Showing posts with label JOHN COLTRANE. Show all posts
Showing posts with label JOHN COLTRANE. Show all posts

Monday, August 22, 2022

NEVER TOO MUCH COLTRANE OR DOLPHY

 THE COMPLETE 1961 VILLAGE VANGUARD  RECORDINGS--
John Coltrane

John Coltrane--tenor sax / Eric Dolphy--alto sax, bass clarinet /Ahmed Abdul-Malik--oud / McCoy Tyner--piano Jimmy Garrison--bass Reggie Workman--bass / Elvin Jones--drums. 


From the four CD set, the first disc alone is mightily impressive for sheer stamina , and many sections of sublime improvisation. Jones rattles the traps in brisk rhythms, while Coltrane sets fires throughout the side. There are times when 'Coltrane gives in to his worse impulses--but these are brief enough, as Dolphy's alto playing, and his work with the bass clarinet, is enough to make me almost believe that there is a heaven. His bristling inventiveness, his inspired and assertive leaps between intervals, pitches, tones, and harmonic constructions approach enter the realm of pure avant garde sonics, but there is as well a sense of his spontaneous compositions remaining anchored in the bop tradition. These assets make him a perfect counterpart to Coltrane, whose rapidity of ideas, one chorus after the other extending a melody's potential to sustain a flood of brilliantly articulated notes , gives the whole of this four CD set a sustained, spell binding allure.   What had seemed alien to mainstream, bop-preferring audiences as radical and un-jazz like at the time is now a given in the repertoire of younger improvisers. There is not a musician today who can match  John Coltrane for the furious ingenuity that came from his soul by way of his instrument. Modal and operating on a rhythmic principle that  makes me think of W.C.Williams' alluring yet elusive notion of the 'variable foot" of rhythm--cadences and stresses are constantly changing into nearly perfect accents based on the vocalizations of a word arranged in spontaneous combination that convey meaning and purpose in sound as well as strict definitions--Elvin Jones and Reggie Workman construct an ever-evolving foundation , a brooding firmament on which Coltrane, Tyner  and Dolphy overlay a delicious and difficult weave of odd moods and desperate beauty. This is the kind of music that makes me sometimes think that I was born twenty years too late.

◆ **Prompt**
Decide whether each of these statements agrees with the review, answering yes or no and quoting the words of the review that decide it. 1. The recordings are issued as a four CD set. 2. The reviewer says no musician today can match Coltrane. 3. Dolphy plays tenor sax on these recordings. The items that come next are not needed.

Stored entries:
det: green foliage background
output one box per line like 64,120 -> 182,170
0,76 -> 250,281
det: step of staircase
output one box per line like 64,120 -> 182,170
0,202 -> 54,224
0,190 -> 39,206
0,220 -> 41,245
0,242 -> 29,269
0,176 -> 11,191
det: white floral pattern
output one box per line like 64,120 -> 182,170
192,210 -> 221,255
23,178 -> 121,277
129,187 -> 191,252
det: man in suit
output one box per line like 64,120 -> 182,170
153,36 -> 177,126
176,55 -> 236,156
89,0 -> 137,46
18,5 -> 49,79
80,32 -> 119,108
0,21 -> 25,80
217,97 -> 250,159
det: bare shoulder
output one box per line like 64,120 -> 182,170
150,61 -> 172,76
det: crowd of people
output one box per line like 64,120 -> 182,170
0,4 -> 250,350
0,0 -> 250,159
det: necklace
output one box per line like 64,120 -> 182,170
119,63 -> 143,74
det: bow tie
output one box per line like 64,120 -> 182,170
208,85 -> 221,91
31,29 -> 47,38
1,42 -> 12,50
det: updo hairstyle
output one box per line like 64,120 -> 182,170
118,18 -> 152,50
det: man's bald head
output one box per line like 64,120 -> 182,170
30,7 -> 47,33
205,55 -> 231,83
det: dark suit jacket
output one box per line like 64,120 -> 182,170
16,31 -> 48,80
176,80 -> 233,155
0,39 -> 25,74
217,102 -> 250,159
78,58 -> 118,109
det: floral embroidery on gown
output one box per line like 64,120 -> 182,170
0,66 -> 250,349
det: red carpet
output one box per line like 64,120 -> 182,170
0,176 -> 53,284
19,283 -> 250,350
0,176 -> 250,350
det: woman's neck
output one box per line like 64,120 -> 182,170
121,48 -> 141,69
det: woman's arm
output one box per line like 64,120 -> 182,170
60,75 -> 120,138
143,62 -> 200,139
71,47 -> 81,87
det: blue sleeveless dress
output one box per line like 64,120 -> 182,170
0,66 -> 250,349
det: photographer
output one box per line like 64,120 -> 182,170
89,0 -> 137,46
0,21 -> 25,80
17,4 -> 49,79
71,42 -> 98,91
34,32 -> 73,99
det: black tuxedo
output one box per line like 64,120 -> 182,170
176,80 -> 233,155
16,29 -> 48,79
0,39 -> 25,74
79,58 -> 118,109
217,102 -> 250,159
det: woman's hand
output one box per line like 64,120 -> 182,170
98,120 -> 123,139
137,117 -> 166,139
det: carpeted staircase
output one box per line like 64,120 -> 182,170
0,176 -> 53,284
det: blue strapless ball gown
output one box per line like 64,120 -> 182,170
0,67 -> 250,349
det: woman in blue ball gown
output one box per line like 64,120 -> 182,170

◆ **Answer to this problem**
1. Yes: "From the four CD set"
2. Yes: "There is not a musician today who can match"
3. No: "Eric Dolphy--alto sax, bass clarinet"